→ **TASK**
Retype the listing below, from the line containing "Every instance of the vehicle" through the end of the listing, both included. Leave the pictures out.
--
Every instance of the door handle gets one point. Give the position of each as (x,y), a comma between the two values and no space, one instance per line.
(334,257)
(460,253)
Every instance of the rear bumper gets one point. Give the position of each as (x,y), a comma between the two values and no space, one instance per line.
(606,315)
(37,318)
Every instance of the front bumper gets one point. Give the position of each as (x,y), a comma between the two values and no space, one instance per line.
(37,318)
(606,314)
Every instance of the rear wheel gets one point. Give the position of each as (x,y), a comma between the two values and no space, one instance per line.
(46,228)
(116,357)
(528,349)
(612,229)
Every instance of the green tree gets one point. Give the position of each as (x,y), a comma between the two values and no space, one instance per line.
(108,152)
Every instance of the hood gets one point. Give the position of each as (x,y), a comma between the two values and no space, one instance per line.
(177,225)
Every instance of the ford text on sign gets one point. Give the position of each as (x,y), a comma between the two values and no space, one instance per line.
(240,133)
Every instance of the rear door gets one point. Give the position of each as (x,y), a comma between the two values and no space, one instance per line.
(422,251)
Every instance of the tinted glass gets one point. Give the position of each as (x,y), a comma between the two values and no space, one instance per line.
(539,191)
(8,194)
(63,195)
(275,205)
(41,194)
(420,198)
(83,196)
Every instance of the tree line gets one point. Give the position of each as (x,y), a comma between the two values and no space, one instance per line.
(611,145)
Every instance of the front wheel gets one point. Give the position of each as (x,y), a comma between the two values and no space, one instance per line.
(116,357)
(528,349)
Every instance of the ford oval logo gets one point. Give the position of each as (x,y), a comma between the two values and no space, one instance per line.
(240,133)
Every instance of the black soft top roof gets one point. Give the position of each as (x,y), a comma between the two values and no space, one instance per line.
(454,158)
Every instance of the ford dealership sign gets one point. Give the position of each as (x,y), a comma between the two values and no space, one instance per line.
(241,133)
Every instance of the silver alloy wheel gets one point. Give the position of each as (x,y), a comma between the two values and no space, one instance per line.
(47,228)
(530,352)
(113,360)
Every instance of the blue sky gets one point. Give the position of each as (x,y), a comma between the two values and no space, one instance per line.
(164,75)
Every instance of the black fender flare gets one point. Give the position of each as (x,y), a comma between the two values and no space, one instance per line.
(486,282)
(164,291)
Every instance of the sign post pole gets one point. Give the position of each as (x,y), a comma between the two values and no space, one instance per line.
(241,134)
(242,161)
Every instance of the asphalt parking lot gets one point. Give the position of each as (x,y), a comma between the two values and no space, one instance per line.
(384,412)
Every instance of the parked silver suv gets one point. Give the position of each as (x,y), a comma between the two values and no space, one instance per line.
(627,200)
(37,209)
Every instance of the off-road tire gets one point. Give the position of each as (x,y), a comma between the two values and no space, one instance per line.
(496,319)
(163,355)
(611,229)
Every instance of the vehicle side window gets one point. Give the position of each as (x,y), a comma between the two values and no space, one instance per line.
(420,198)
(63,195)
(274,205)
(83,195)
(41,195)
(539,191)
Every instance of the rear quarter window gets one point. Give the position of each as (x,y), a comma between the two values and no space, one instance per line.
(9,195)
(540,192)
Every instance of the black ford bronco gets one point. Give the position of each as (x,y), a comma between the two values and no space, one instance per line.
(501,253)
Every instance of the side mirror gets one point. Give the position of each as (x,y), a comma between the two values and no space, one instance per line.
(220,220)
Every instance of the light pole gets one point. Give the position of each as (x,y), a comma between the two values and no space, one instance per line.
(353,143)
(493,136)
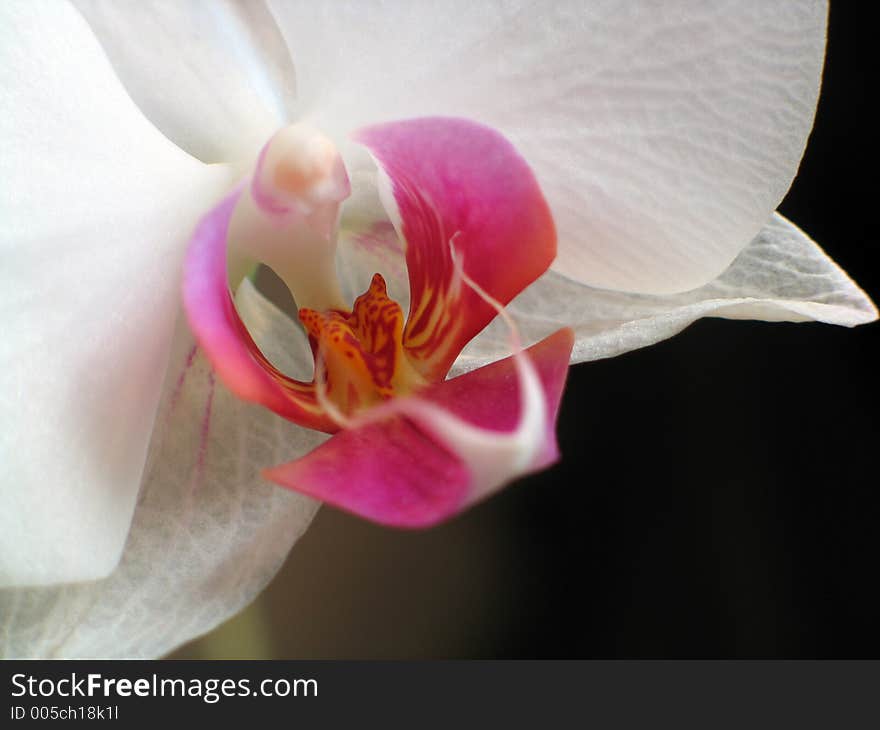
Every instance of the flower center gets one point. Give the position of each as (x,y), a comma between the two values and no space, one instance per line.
--
→ **EXERCISE ANSWER**
Every instance of the vehicle side window gets one point. Give the position of each as (x,y), a comma between the two values and no space, one instance per line.
(420,198)
(63,195)
(274,205)
(83,195)
(41,195)
(539,191)
Every instance of the rear quarter window gets one point. Give the position of each as (x,y), a comma between the two values and no space, one instance per line.
(9,195)
(540,192)
Every instance of the black ford bronco gets one point. Give the position of each as (x,y), a comma between the two values and no space, one instance per line.
(501,253)
Every instance of the side mirror gets one point. Give the position of each as (x,y), a comma between the two values and no space, one instance per line.
(220,220)
Every instance of the light pole gets one point. Give the position of each as (x,y), a comma between the two values and no space, one instance per line.
(353,143)
(493,136)
Every instance of the flower center gets one point. Give the position of each as (x,y), a comma between the two values and no space, one instance per line.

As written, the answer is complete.